**WHAT IS EXPECTED:** Give again the lines of the data from its first line through the line with "target | window". Change nothing.
===== SOURCE INFORMATION
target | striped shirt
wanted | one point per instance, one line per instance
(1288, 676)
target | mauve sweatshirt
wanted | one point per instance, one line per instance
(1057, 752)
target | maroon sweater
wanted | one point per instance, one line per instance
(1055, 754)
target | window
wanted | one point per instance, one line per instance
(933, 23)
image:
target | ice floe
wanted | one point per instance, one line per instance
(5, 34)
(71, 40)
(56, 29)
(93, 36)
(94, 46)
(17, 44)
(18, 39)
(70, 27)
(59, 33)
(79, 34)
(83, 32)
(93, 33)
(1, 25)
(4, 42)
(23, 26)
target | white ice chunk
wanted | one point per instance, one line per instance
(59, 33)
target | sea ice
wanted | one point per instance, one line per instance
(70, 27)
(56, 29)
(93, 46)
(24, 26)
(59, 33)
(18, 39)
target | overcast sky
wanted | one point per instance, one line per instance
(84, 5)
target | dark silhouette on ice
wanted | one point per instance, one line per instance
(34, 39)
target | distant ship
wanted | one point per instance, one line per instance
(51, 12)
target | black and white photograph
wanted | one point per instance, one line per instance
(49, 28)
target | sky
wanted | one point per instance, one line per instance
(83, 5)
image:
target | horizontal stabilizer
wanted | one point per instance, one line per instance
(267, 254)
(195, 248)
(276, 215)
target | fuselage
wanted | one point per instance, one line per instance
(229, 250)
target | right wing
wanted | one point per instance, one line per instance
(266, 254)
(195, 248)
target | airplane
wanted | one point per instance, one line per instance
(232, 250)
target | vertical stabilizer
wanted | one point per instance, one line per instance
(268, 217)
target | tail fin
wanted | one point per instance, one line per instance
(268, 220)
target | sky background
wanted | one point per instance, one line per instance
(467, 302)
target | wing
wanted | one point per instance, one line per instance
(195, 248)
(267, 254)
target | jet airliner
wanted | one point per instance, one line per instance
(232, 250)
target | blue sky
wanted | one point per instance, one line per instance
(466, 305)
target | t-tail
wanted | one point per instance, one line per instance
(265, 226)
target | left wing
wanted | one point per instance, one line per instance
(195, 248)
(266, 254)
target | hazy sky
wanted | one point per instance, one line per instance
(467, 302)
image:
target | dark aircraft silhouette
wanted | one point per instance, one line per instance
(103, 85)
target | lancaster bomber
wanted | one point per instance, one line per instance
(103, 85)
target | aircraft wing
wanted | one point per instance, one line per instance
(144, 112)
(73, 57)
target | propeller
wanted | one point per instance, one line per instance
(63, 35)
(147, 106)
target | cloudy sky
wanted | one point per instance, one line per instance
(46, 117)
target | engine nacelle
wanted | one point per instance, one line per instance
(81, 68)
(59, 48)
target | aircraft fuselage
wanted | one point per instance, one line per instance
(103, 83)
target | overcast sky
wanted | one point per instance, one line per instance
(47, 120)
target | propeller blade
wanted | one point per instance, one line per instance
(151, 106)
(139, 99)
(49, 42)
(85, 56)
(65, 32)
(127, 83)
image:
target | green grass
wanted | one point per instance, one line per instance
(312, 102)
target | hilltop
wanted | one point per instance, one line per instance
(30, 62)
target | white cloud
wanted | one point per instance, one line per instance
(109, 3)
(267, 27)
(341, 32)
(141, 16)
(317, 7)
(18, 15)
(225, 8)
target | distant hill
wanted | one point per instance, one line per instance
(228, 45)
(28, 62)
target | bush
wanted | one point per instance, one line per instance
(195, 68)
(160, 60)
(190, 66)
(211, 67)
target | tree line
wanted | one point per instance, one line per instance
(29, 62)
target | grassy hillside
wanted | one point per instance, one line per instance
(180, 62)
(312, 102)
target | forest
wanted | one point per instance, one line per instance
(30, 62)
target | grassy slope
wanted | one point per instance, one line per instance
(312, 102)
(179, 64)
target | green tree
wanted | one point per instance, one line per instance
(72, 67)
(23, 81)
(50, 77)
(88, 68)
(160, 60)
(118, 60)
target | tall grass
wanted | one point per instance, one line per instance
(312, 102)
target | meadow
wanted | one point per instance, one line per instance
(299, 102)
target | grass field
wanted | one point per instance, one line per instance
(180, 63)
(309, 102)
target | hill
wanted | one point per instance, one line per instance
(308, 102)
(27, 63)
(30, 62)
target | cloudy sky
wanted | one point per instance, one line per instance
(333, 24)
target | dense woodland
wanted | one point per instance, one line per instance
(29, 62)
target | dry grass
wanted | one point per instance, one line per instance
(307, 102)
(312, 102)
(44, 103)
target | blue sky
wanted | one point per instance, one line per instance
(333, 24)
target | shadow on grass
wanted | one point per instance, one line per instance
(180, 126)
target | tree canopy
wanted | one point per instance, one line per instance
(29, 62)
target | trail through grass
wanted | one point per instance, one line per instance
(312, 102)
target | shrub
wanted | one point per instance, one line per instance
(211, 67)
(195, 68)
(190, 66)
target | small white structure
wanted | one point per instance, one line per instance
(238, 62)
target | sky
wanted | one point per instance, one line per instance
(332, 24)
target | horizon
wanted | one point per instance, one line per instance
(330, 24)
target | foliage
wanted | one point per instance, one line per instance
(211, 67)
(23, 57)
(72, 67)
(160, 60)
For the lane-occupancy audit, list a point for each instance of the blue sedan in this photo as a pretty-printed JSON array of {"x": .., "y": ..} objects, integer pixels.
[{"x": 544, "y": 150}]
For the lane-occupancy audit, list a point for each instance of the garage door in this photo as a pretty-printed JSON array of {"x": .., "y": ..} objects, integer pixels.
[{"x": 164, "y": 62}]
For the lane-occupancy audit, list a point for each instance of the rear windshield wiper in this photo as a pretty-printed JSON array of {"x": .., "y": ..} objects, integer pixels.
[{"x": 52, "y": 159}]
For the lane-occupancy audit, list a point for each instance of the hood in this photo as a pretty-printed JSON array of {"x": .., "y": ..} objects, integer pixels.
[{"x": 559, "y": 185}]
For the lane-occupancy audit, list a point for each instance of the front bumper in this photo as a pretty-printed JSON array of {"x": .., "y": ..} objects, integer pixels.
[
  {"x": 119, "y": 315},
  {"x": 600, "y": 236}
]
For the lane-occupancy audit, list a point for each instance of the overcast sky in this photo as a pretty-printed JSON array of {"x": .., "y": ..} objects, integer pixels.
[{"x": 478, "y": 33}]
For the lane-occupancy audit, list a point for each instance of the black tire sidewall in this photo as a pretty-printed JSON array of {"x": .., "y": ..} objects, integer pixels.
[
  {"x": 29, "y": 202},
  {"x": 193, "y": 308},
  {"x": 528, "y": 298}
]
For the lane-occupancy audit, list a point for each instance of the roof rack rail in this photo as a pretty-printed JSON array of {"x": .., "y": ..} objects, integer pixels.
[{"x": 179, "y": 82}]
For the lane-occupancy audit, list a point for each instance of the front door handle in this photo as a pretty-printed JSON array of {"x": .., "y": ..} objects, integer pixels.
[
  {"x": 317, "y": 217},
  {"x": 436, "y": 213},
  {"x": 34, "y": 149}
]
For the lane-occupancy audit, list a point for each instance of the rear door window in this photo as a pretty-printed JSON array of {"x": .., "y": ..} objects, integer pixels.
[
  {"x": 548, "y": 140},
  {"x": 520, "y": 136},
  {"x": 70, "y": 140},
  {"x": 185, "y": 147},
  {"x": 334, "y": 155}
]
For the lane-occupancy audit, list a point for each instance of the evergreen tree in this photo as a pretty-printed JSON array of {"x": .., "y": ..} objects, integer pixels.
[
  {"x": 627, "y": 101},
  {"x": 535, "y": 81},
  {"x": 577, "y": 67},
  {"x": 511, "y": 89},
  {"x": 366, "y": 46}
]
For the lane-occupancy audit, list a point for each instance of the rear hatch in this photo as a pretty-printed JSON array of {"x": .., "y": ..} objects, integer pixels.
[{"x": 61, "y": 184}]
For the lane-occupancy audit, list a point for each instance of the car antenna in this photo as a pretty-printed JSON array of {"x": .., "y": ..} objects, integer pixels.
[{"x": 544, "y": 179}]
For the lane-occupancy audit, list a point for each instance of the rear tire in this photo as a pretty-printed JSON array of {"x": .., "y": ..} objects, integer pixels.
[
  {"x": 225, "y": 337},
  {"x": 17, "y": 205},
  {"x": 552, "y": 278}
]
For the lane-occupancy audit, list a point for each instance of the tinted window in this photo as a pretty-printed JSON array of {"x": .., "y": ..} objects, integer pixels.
==========
**RESPONSE TO THE EXERCISE:**
target | striped shirt
wanted | one point per instance, one line per instance
(1288, 676)
target | mauve sweatshirt
wanted | one point per instance, one line per instance
(1057, 752)
target | maroon sweater
wanted | one point per instance, one line per instance
(1055, 754)
target | window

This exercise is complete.